Exercise set:
• 1. According to the post on India in American comedy, which other program besides The Colbert Report is giving India more face time?
• 2. Reproduce word for word the passage of the post on India in American comedy from "Comedy of Ignorance" up to and including "an interesting sample.)".

-- START OF Text --

11.3.09

Comedy of Ignorance

All of a sudden, India is all over the American pop-cultural mindscape. Case in point, The Colbert Report. Tonight, for instance, Stephen Colbert made joke about Bollywood dancing, and then about India's space program, including a breezy reference to poverty and a graphic of one of the turrets flying off the Taj Mahal as a rocket. All in the space of about five minutes. And this isn't a one off. India's getting more face time on The Daily Show as well. (Yes, I do realize that this one hour of TV is not the sum of all American pop culture, but I think it's an interesting sample.)

What's going on here? A few years ago, India mattered very little to anyone, as far as I could see. And now it's all cows and Bollywood and the Taj Mahal floating about everywhere. Is it all because of Slumdog? Is that what's put us on the map? Suddenly we're interesting? Suddenly we're relevant enough to be a subject for political comedy? That's it, though. That's the extent of it. Interest in India doesn't seem to have been expansive; just more reductive.

-- END OF Text --
-- START OF Records shown --

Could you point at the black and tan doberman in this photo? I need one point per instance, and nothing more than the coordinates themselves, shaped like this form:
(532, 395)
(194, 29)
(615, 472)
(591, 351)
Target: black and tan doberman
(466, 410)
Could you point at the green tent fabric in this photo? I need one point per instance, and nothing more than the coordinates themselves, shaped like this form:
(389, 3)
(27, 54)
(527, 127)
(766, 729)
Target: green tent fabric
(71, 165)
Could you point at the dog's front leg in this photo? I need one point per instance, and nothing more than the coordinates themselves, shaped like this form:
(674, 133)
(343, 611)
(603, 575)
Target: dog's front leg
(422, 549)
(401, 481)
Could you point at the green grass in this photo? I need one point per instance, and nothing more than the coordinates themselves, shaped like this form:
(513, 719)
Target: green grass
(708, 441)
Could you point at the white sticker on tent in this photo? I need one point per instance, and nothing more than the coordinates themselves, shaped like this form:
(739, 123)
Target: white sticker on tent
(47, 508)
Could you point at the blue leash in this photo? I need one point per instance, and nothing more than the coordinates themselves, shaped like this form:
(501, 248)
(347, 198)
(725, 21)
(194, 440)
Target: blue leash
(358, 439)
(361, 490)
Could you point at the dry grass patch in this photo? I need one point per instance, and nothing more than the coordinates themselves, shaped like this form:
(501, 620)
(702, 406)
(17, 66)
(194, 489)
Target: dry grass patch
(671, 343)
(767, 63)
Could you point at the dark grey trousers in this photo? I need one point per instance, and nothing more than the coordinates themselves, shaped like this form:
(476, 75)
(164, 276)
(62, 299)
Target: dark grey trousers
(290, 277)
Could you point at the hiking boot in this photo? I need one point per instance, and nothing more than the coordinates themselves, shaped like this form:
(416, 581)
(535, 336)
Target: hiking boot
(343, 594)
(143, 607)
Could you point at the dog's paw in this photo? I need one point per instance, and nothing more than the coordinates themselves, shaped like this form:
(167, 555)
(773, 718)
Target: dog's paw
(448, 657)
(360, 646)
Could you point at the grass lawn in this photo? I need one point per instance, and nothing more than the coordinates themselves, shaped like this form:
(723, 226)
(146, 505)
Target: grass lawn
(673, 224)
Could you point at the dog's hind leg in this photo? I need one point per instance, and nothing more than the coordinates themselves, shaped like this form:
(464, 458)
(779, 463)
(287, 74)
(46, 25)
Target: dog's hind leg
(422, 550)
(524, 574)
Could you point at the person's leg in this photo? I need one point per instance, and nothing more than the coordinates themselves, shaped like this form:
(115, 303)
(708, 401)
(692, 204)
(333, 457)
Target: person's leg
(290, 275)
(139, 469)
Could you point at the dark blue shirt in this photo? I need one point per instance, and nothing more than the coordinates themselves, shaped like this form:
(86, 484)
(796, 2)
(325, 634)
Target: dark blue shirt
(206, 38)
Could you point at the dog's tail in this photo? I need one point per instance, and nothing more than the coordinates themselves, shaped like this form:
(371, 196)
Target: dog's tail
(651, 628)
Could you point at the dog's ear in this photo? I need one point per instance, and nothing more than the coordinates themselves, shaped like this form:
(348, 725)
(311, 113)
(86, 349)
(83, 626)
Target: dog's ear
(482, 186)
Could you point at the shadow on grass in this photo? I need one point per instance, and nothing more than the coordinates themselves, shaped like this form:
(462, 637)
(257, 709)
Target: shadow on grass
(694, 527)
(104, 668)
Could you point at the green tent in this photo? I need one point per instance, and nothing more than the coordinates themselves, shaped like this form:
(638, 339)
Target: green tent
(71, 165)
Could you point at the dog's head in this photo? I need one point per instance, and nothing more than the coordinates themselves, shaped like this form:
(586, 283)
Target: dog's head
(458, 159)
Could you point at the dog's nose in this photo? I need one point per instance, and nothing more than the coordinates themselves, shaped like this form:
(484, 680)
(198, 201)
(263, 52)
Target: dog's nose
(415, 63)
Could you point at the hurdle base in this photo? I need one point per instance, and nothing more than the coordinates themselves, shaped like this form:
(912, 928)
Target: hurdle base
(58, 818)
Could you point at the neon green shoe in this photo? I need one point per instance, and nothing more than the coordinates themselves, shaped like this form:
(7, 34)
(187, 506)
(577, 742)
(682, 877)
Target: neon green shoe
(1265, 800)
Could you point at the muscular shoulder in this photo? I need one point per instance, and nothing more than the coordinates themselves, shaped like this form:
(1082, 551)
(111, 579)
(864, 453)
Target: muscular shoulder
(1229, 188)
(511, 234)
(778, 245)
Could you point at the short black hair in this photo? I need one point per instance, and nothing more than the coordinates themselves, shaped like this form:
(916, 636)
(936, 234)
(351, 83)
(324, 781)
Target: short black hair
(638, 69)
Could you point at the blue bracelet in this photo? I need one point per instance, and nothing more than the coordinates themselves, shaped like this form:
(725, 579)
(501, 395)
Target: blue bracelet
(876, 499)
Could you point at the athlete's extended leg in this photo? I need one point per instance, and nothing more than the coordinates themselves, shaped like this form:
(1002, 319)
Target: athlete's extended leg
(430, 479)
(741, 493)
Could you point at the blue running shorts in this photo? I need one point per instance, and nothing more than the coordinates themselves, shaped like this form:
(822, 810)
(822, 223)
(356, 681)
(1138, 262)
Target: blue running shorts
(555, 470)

-- END OF Records shown --

Task-by-task solutions:
• 1. The Daily Show

• 2.
Comedy of Ignorance

All of a sudden, India is all over the American pop-cultural mindscape. Case in point, The Colbert Report. Tonight, for instance, Stephen Colbert made joke about Bollywood dancing, and then about India's space program, including a breezy reference to poverty and a graphic of one of the turrets flying off the Taj Mahal as a rocket. All in the space of about five minutes. And this isn't a one off. India's getting more face time on The Daily Show as well. (Yes, I do realize that this one hour of TV is not the sum of all American pop culture, but I think it's an interesting sample.)